== Excerpted text ==
The University of Michigan is home to a robust healthcare ecosystem, with nationally-ranked hospitals and numerous campus-wide health clinics. But during my time at Michigan, I’ve continually struggled to figure out which healthcare resources are right for me when I’m sick or stressed due to the sheer number of options available. After talking with other students, I quickly found out that I’m not alone and that many others have experienced the same struggle. That is why my friends and I started working on “Compass,” a web platform that helps students find on-campus healthcare resources at Michigan.
After a couple of months of hard work, we created an extensive database containing information on every on-campus resource at U-M. Additionally, we engineered a website to surface this information in a clear and accessible way. However, we had no way of knowing whether our platform would work as intended and actually help students find care. We had heard of user testing before but weren’t sure how to run a test or analyze the data. That’s why we turned to the Social Transformation Fellowship.
One of the key things we learned from the Fellowship was how to run focus sessions with potential users and effectively gather feedback from user testing participants. Different subject-matter experts walked us through how to recruit participants, ask comprehensive questions, and analyze both quantitative and qualitative data from these sessions. This was incredibly helpful, as it allowed my team to better understand how we could assess the needs and wants of students that could potentially use Compass.

== The problem ==
Resume the account of the Compass project from the point where it stops. The data is separate material and not part of the text.

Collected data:
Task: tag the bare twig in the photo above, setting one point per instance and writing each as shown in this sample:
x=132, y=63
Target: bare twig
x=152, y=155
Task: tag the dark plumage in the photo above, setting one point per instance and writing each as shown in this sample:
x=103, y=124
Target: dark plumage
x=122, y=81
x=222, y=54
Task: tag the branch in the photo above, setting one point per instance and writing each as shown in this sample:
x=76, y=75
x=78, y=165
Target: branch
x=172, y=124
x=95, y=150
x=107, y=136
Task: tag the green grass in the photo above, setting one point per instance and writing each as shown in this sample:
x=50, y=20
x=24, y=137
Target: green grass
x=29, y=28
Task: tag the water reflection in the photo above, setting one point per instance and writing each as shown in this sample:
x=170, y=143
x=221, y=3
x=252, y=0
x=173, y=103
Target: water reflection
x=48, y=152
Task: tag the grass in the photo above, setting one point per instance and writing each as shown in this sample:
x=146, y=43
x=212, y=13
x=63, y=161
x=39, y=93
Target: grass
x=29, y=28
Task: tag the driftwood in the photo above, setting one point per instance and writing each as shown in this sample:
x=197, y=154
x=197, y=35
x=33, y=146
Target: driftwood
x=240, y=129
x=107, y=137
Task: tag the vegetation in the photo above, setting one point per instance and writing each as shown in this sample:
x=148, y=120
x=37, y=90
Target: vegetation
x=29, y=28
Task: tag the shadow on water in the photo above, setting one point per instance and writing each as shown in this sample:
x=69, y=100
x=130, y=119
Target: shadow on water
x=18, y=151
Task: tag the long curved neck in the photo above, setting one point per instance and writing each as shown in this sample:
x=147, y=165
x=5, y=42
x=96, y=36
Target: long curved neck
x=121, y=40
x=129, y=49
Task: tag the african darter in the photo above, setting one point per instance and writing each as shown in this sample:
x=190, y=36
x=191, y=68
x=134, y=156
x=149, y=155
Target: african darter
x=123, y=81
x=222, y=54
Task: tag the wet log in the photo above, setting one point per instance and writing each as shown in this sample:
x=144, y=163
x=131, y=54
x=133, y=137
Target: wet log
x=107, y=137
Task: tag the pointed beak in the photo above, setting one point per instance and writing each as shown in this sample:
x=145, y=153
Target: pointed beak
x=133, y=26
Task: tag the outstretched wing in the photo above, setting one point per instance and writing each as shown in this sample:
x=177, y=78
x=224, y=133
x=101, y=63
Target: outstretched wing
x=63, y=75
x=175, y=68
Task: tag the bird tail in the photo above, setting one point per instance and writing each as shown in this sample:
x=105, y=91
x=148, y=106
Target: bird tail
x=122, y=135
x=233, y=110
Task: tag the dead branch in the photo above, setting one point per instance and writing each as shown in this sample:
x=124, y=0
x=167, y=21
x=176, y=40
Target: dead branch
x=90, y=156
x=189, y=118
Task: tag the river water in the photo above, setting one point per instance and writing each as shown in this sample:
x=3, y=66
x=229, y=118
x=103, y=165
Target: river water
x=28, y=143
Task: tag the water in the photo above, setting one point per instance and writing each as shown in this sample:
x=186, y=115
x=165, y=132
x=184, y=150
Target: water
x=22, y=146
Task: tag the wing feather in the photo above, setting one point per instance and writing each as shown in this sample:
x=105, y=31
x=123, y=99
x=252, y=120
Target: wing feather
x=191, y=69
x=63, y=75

==

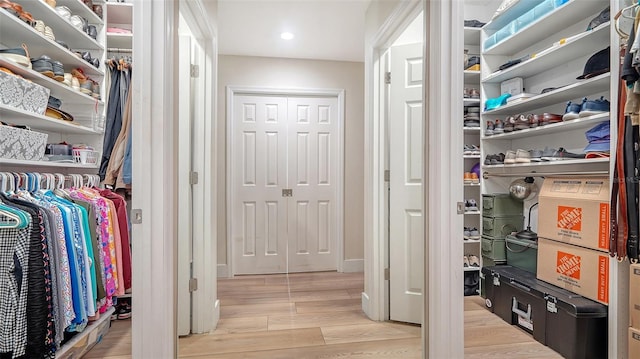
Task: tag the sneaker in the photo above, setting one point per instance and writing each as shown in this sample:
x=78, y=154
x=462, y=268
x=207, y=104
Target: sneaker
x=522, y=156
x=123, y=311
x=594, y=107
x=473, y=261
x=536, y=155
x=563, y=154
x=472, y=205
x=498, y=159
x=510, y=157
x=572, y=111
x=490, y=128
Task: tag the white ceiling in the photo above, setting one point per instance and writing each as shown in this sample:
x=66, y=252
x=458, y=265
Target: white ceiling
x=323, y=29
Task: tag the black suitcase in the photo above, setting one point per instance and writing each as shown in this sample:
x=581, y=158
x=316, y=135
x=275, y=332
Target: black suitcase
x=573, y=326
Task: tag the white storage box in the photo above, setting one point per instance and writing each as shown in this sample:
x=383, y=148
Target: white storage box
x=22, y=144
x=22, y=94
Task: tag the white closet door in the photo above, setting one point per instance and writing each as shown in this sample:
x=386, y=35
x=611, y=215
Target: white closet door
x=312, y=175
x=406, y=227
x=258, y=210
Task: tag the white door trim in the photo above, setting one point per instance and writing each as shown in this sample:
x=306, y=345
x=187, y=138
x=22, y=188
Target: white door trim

== Response area ==
In addition to learning how to run focus sessions, the Fellowship also helped us understand how to ethically and responsibly work with different populations. A staff member from the Ginsberg Center taught us how cultural humility can allow you to engage with populations respectfully, especially when you are trying to design interventions to help them. This was especially important for us in building a healthcare resource platform, as we want to make sure that we are providing access to resources for all students, regardless of their background or needs.
Overall, participating in the Social Transformation Fellowship was an invaluable experience for our team. It provided us with the knowledge necessary to build a web platform that inclusively helps all students find on-campus healthcare resources. We are so thankful for the opportunity to have been a part of this Fellowship and are excited to continue working with the BLI going forward!